_Page text_
Start of Block

And that’s just the beginning of the avalanche. Specializing in songwriting, production (including staff producers Phil Lehmann and Lil Henriques), publishing (writers Stef Lang and Lehmann) and artist development, the Hipjoint duo enjoys the advantage of working with many as opposed to a select few. “We wanted to find a way so it would be kind of like a producer’s project, kind of like what Delerium does or, say, Soul II Soul back in the day, where we would feature different artists,” says Samson. Adds James: “It’s fun, because we work with a lot of different artists under the same banner but we’re able to bring in the best person for the project. It’s really fluid.”

James and Samson have already made arrangements to visit the U.K. and L.A. as a songwriting team in order to expand their creative and professional horizons. “We’re just coming out of a period where we had young families and we made a conscious decision to stay close to home when they were small,” James says. “But they’re starting to grow up a little bit.”

The Hipjoint story began in 2003. Lifelong friends James, A&R rep and label manager for Johnny Jet Records and co-writer of a few West End Girls songs, and Samson, a part of D-Cru and a vocal producer for SoulDecision, decided to pool their creative talents and strike out on their own. “We had the desire to run our own shop and do things the way we wanted to — sink or swim,” recalls James. “It was a good pairing.” The goal? Says Samson, “We wanted to try to find a way to produce local artists and launch careers.”

It didn’t take them long to accomplish their mission. Their first release under the Hipjoint moniker — “What Went On” — featured their good pal and ex D-Cru member Craig Smart and peaked at No. 13 on Canadian Top 40 radio. Other discoveries have included Bounce winners Kreesha Turner and Shiloh (“Operator”), and Hipjoint has also worked with internationally renowned singers Mika Nakashima (“Candy Girl,” No. 4 on the Oricon J-Pop charts); Destiny’s Child alumnus Kelly Rowland (“Unity,” Top 10 Canadian AC); and, closer to home, platinum pop group Hedley (“Lucky”).

“We do find ourselves working with a lot of new artists,” says Samson. “We’ve built this reputation as the guys who are able to take somebody who is fresh and green and give them music that sets them on their way.”

James says that although they wear a number of hats, songwriting is still their core love, with Hipjoint specializing in tailoring tunes around an individual artist. “We write a lot for them, but we still approach that process as if we were writing with them,” explains James. “We spend just as much time getting to know them, even sending them questionnaires. If we’re writing a song for somebody, we really want it to be their song. We don’t want to just pull something out of the catalogue and have them sing over an existing track.”

As the owners and proprietors of H-Songs Publishing, the duo points to a two-and-a-half-year-old joint venture with Nettwerk One Music Canada as an arrangement that has led to substantial growth, especially in the realm of TV and commercial placements, the latter including spots for CKOne, Nikon and Kit Kat. “Nettwerk has been great at helping us get ads and helping us with our bottom line,” says Samson. “We want to make art and commerce work together. It’s a fine balance.”

End of Block

_Data to examine_

Start of Block

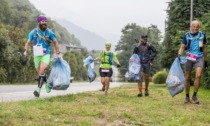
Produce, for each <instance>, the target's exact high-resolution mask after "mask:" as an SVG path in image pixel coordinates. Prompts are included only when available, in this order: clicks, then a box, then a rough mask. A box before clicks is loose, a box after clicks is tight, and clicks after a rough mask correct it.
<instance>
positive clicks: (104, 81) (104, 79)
mask: <svg viewBox="0 0 210 126" xmlns="http://www.w3.org/2000/svg"><path fill="white" fill-rule="evenodd" d="M101 84H102V85H103V86H102V91H105V77H101Z"/></svg>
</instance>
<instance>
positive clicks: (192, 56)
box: [186, 53, 198, 61]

End of Block

Answer these questions from the Hipjoint article:
1. In what year did the Hipjoint story begin?
2. What was the first release under the Hipjoint name, and where did it peak?
3. With which company does H-Songs Publishing have a joint venture?
The records are separate material and do not relate to the Hipjoint article.

1. 2003
2. "What Went On," which peaked at No. 13 on Canadian Top 40 radio
3. Nettwerk One Music Canada